EXTRACT TO READ:
------------------------------------

Lockport Union-Sun & Journal — The City of Lockport is claiming public and private property losses of $7.2 million caused by last week's rain storm.
A written estimate was sent to Gov. Andrew Cuomo's office on Sunday, to help persuade the governor to declare Niagara County a disaster area due to flash flooding from the June 28 storm, which dumped about 5 inches of rain around Lockport in a few hours. A disaster declaration would open the door to partial federal reimbursement for material losses and municipal spending on storm cleanup and related repairs.
The city's estimate includes $1.2 million in municipal spending and public property losses, and $6 million in residential and commercial property losses due to flooding. Across the city this past Friday night, volunteer and professional firefighters pumped water out of about 600 basements, according to Mayor Michael Tucker. Responders found about six feet of standing water in at least 200 cases, he said.
It seems unlikely that the Federal Emergency Management Agency will agree to reimburse most private property losses — the agency reportedly doesn't regard damage in basements as damage to primary structures — but the city included them anyway, just in case.
"You don't know unless you try," Tucker said. "We're talking to our state and federal officials, trying to make the case. It's all we can do."
Property owners who suffered losses because of the storm are encouraged to file notices of claim with the city, to create a record in the event the losses become FEMA-aidable, he said. For information about filing a notice of claim, call the city clerk's office at 439-6676.
Anyone who suffered property losses should document it immediately for insurance purposes, advised Mary Murphy of Murphy Insurance Co.
"We're telling (customers) to start cleanup as soon as possible, to prevent mold, and as they're doing that, to list and photograph everything that's been damaged, everything they're throwing away," she said.
While most homeowners' insurance policies don't cover flood damage, special riders covering damages due to sewer backups and sump pump failures are increasingly prevalent in the industry, according to Murphy. Among her customers, "more have it than do not," she said.

------------------------------------

DATA LISTING:
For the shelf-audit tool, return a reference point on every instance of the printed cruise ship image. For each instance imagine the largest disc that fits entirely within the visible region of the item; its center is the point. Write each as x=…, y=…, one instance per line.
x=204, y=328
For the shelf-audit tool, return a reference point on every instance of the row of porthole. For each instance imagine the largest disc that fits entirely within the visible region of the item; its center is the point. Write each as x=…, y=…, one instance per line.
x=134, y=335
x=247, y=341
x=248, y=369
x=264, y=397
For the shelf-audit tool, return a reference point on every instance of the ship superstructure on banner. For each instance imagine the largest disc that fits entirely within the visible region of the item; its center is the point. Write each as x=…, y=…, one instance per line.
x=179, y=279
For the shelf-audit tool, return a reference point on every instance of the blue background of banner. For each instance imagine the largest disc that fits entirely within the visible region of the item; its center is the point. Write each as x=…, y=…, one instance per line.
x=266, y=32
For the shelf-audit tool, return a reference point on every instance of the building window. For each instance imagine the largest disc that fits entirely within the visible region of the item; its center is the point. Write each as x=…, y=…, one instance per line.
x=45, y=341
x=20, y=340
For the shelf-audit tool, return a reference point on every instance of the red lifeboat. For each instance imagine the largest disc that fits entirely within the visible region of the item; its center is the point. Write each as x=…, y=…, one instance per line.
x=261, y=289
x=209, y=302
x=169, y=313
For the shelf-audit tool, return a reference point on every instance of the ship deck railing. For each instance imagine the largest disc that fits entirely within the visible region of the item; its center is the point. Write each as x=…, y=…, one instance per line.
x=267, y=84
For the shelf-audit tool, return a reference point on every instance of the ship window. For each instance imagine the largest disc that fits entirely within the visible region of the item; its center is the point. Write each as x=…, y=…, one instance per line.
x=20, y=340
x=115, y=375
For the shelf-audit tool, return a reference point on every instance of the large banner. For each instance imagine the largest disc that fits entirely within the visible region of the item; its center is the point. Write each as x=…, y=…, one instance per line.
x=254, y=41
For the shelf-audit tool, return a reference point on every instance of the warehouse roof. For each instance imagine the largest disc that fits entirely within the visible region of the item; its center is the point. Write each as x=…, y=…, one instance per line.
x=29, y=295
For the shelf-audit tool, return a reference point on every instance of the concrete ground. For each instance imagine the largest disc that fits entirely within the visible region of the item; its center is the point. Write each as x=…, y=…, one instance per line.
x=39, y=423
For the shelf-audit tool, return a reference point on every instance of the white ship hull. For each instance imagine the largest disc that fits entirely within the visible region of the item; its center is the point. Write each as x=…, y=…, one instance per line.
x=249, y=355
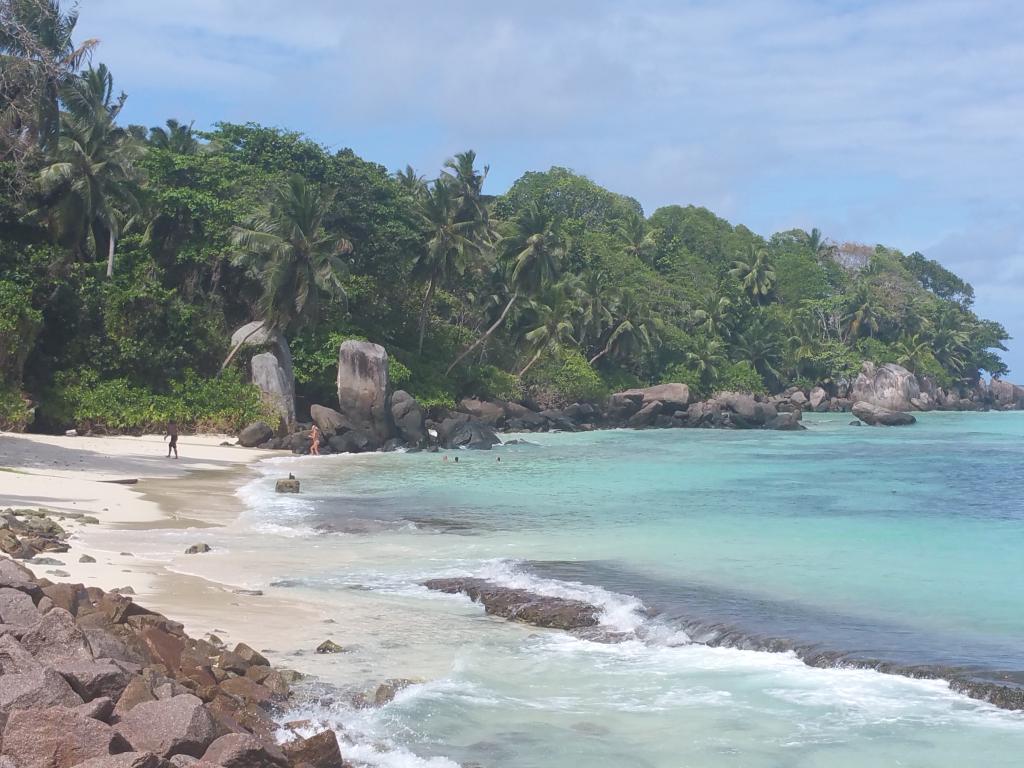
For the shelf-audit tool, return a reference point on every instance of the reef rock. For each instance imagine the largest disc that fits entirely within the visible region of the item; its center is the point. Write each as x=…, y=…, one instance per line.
x=877, y=416
x=889, y=386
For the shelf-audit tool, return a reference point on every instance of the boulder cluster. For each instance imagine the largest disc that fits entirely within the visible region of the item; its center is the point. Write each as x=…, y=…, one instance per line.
x=91, y=679
x=26, y=534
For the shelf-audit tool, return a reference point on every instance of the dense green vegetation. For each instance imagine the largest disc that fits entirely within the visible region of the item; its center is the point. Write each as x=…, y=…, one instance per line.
x=129, y=254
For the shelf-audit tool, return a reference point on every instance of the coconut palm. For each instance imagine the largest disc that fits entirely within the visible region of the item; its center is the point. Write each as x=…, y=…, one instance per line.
x=452, y=243
x=176, y=137
x=88, y=187
x=861, y=311
x=534, y=253
x=411, y=181
x=552, y=322
x=38, y=56
x=632, y=331
x=295, y=259
x=596, y=300
x=756, y=273
x=708, y=358
x=761, y=344
x=712, y=315
x=636, y=241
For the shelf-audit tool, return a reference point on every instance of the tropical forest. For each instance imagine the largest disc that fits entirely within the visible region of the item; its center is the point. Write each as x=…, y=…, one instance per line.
x=129, y=255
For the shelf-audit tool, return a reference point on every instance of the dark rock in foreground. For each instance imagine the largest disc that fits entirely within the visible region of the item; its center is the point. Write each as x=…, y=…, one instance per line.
x=521, y=605
x=878, y=416
x=89, y=679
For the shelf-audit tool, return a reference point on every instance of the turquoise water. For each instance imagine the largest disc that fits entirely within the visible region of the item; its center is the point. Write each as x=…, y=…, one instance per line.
x=902, y=545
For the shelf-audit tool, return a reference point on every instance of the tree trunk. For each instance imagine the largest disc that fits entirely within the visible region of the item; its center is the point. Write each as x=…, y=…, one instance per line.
x=235, y=351
x=532, y=359
x=110, y=257
x=486, y=335
x=423, y=311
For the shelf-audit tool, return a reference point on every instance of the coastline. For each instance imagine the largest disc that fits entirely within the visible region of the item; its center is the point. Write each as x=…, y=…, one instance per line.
x=196, y=494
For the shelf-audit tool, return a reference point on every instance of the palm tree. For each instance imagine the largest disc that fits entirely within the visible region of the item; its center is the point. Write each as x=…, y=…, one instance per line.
x=761, y=344
x=88, y=187
x=861, y=311
x=38, y=56
x=452, y=242
x=411, y=181
x=632, y=331
x=712, y=315
x=756, y=274
x=820, y=247
x=552, y=323
x=911, y=351
x=596, y=300
x=535, y=253
x=295, y=259
x=637, y=242
x=177, y=138
x=708, y=359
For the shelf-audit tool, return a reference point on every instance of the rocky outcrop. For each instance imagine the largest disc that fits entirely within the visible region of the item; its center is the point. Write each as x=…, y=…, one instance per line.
x=463, y=431
x=888, y=386
x=363, y=389
x=408, y=418
x=270, y=369
x=329, y=421
x=877, y=416
x=521, y=605
x=278, y=388
x=674, y=396
x=1005, y=394
x=89, y=678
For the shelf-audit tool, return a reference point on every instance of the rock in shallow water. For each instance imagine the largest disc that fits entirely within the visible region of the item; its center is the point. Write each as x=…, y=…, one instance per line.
x=521, y=605
x=877, y=416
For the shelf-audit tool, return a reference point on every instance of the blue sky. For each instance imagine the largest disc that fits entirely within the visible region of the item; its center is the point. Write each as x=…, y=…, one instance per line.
x=879, y=122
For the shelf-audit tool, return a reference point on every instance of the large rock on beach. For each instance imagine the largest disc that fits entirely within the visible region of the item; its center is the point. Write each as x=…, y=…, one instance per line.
x=1006, y=394
x=876, y=416
x=889, y=386
x=330, y=421
x=673, y=396
x=408, y=418
x=461, y=431
x=57, y=737
x=180, y=725
x=363, y=389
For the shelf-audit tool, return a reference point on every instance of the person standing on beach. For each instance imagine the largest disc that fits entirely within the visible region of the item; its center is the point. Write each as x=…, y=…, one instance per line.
x=172, y=432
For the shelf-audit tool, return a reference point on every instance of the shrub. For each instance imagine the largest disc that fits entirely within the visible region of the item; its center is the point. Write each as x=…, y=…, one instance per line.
x=14, y=413
x=740, y=377
x=489, y=383
x=566, y=378
x=221, y=404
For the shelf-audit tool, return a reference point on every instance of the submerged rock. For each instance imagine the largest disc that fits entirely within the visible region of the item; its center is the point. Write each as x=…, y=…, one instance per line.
x=889, y=386
x=521, y=605
x=876, y=416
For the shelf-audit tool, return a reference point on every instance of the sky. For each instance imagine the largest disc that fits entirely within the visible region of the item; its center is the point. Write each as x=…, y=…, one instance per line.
x=896, y=122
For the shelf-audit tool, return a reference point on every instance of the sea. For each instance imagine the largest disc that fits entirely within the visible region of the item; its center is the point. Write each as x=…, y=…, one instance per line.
x=721, y=562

------------------------------------

TASK REQUIREMENTS:
1/ Condense the paragraph of the Lockport flood article that begins "The city's estimate includes" into a shorter version or a list, keeping its main facts.
2/ Return the part of the Lockport flood article between "The city's estimate" and "just in case.", inclusive, copied word for word.

ANSWERS FOR THE EXERCISE:
1/
- The city's estimate: $1.2 million in municipal spending and public property losses, plus $6 million in residential and commercial flood losses.
- On Friday night, volunteer and professional firefighters pumped water from about 600 basements across the city, according to Mayor Michael Tucker.
- In at least 200 cases, responders found about six feet of standing water.

2/
The city's estimate includes $1.2 million in municipal spending and public property losses, and $6 million in residential and commercial property losses due to flooding. Across the city this past Friday night, volunteer and professional firefighters pumped water out of about 600 basements, according to Mayor Michael Tucker. Responders found about six feet of standing water in at least 200 cases, he said.
It seems unlikely that the Federal Emergency Management Agency will agree to reimburse most private property losses — the agency reportedly doesn't regard damage in basements as damage to primary structures — but the city included them anyway, just in case.